WHAT YOU HAVE TO DO: Copy every one of the records below word for word, keeping each line as it stands.

◇ ◇ ◇ ◇

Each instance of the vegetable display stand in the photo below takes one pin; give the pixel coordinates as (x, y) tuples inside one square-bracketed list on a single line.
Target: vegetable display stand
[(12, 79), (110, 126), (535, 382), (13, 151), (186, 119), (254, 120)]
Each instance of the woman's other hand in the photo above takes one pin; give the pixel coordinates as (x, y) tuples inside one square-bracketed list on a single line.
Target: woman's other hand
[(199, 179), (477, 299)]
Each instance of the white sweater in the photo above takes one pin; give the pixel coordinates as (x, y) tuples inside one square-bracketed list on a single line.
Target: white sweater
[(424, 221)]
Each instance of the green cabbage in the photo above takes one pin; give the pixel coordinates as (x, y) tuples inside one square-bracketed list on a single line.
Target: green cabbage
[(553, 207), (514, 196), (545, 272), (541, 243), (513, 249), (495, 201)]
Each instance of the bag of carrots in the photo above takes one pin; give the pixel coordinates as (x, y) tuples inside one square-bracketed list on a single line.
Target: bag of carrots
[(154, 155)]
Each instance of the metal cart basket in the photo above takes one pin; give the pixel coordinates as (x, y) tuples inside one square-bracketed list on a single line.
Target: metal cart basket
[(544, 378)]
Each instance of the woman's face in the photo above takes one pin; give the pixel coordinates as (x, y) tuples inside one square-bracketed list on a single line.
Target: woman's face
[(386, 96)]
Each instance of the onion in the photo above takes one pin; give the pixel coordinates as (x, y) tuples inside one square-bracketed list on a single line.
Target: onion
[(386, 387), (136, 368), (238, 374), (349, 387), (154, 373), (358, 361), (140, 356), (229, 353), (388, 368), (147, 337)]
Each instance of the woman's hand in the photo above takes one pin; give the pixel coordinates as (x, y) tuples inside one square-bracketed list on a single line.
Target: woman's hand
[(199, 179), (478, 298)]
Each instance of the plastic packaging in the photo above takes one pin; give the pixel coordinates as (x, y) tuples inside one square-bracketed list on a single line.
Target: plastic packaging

◇ ◇ ◇ ◇

WRITTEN RESPONSE:
Each instance of the vegetable display stand in the photo below takes one pin; give the pixel coordinates as (x, y) tuples inside one square-bracketed list on a single line.
Target: vegetable display stand
[(12, 79), (110, 126), (535, 382), (13, 151), (186, 119), (254, 120)]
Each instance of the woman's other hand in the photo above takes one pin; give the pixel coordinates as (x, y) tuples inside one square-bracketed list on a single line.
Target: woman's other hand
[(199, 179), (477, 299)]
Each instance of the white sweater in the photo above takes one pin; give the pixel coordinates as (x, y) tuples inside one square-bracketed list on a single line.
Target: white sweater
[(424, 221)]
Each instance of the green cabbage in the photo above takes one pin; give the pixel coordinates as (x, y) tuples inside one square-bracketed list on a single line.
Target: green cabbage
[(553, 207), (514, 196), (545, 272), (541, 243), (513, 249), (495, 201)]
Each instance of the bag of carrots in the photo above takes one pin; give the pixel coordinates as (x, y) tuples inside one square-bracketed list on a single line.
Target: bag of carrots
[(154, 155)]
Each instance of the metal cart basket in the photo above takes one pin; give the pixel coordinates as (x, y) tuples inside one square-bracketed list on a single line.
Target: metal cart basket
[(544, 378)]
Each instance of the woman's face in the photo above takes one pin; give the pixel coordinates as (x, y) tuples inside one square-bracketed list on a single line.
Target: woman's face
[(386, 96)]
Each instance of the onion in the photo above takes one pin; give the pixel coordinates as (x, y) tuples inside one square-bracketed list on a single line.
Target: onion
[(386, 387), (136, 368), (238, 374), (349, 387), (154, 373), (358, 361), (140, 356), (229, 353), (388, 368), (147, 337)]
Each instance of the woman's hand in the photo above takes one pin; give the pixel coordinates as (x, y) tuples inside one square-bracketed list on a single line.
Target: woman's hand
[(199, 179), (478, 298)]
Each instance of the plastic packaging in the photo above takes one pin; give the pixel coordinates as (x, y) tuples inside one square-bracketed list on a single line.
Target: plastic packaging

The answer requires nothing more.